抜粋本文:
◆ ◆ ◆ ◆ ◆

原判決中控訴人(付帯被控訴人)敗訴部分を取り消す。

被控訴人(付帯控訴人)らの請求および付帯控訴をいずれも棄却する。

訴訟費用は第一、第二審とも被控訴人(付帯控訴人)らの負担とする。

事実

控訴人(付帯被控訴人。以下控訴人という。)指定代理人は、主文同旨の判決を求め、被控訴人(付帯控訴人。以下被控訴人という。)ら訴訟代理人は、「本件控訴を棄却する。控訴費用は控訴人の負担する。」との判決を、付帯控訴による請求の拡張をして「原判決主文第一項を、控訴人らに対しそれぞれ金七百二万三千三百三十三円およびこれに対する昭和三七年一一月二九日から完済まで年五分の割合による金員の支払をせよと変更する。」との判決を各求めた。

当事者双方の主張、証拠の関係は、次のとおり付加するほか原判決事実摘示と同一(ただし原判決六枚目表一行目「損害の」から同二行目「三月二日」までを、「被控訴人らが本件土地所有権を喪失した日である昭和三七年一一月二九日」と訂正する。)であるから、これを引用する。

控訴人指定代理人において、

一、本件買収処分は請求の原因に対する答弁として逆べたとおりの事実関係(原判決六枚目表一一行目から同裏一一行目までおよび同七枚目裏二行目から同八枚目裏九行目まで)のもとになされたのであるから、仮りに本件買収処分に所有者につき誤認の点があるとしても右誤認による瑕疵は明白かつ重大とすることはできないから、本件買収処分は当然無効ではない。

二、本件土地は小関久米太が周平から直接、或いは周平からその管理を委託されていた訴外矢幡藤吉から、昭和一四、五年頃より賃借して採草の用に供していたものであり、そうでないとしても矢幡藤吉が周平から賃借のうえ小関久米太に請け負わせて採草の用に供していた土地であるから、本件土地は昭和二〇年一一月二三日当時小作牧野である。

仮りに、本件買収計画に、自作牧野を小作牧野と誤認した瑕疵があるとしても、請求の原因に対する答弁として述べたとおりの事実関係(原判決七枚目表三行目から同七行目までおよび同九枚目表一行目から同九行目まで)ならびに本件土地が自作地か小作地かは外観上明白でなく、むしろ小作地と判断すべき情況、資料が多く存在したのであるから、右瑕疵は重大ではあるが明白ではなく、本件買収処分は、当然無効とはならない。

◆ ◆ ◆ ◆ ◆

データ内容:
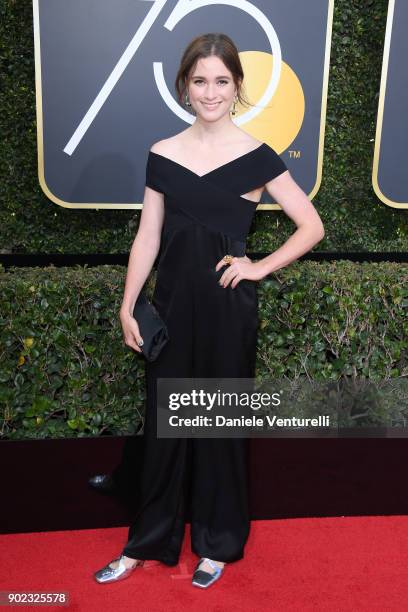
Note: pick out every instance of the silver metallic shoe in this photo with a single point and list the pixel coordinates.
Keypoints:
(109, 574)
(205, 579)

◆ ◆ ◆ ◆ ◆

課題の目的:
次の(a)〜(c)が本文の内容と一致するかを判断し、それぞれ「はい」か「いいえ」で答えたうえで、判断の決め手となる本文の語句を一字一句変えずに引用してください。
(a) 被控訴人らが本件土地所有権を失った日は、昭和三七年一一月二九日とされている。
(b) 控訴人指定代理人は、小関久米太が本件土地を昭和一〇年頃から賃借していたと主張している。
(c) 控訴人指定代理人は、自作牧野を小作牧野と誤認した瑕疵があったとしても、その瑕疵は重大ではないと述べている。
本文に書かれていることだけを根拠にしてください。

解答全文:
(a) はい。「被控訴人らが本件土地所有権を喪失した日である昭和三七年一一月二九日」
(b) いいえ。「昭和一四、五年頃より賃借して採草の用に供していた」
(c) いいえ。「右瑕疵は重大ではあるが明白ではなく」